(Saved data entries)

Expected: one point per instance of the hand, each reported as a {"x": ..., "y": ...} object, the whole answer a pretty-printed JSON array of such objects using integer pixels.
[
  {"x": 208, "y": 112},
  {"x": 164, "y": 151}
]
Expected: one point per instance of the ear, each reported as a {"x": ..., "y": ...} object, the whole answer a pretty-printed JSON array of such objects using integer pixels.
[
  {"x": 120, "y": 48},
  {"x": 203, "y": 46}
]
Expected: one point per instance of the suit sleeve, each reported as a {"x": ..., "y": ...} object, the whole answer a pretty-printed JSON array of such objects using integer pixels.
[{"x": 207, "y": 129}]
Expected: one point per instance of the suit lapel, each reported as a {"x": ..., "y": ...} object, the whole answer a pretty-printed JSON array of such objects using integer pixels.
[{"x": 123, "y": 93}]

- **WORK INSTRUCTIONS**
Write out again, unchanged, the data from the line containing "Expected: one point per instance of the suit lapel, each" through the last line of the data, both ends included.

- **TASK RESPONSE**
Expected: one point per instance of the suit lapel, each reported as a {"x": ..., "y": ...} object, the whole answer a pretty-printed JSON array of such objects using integer pixels.
[{"x": 123, "y": 93}]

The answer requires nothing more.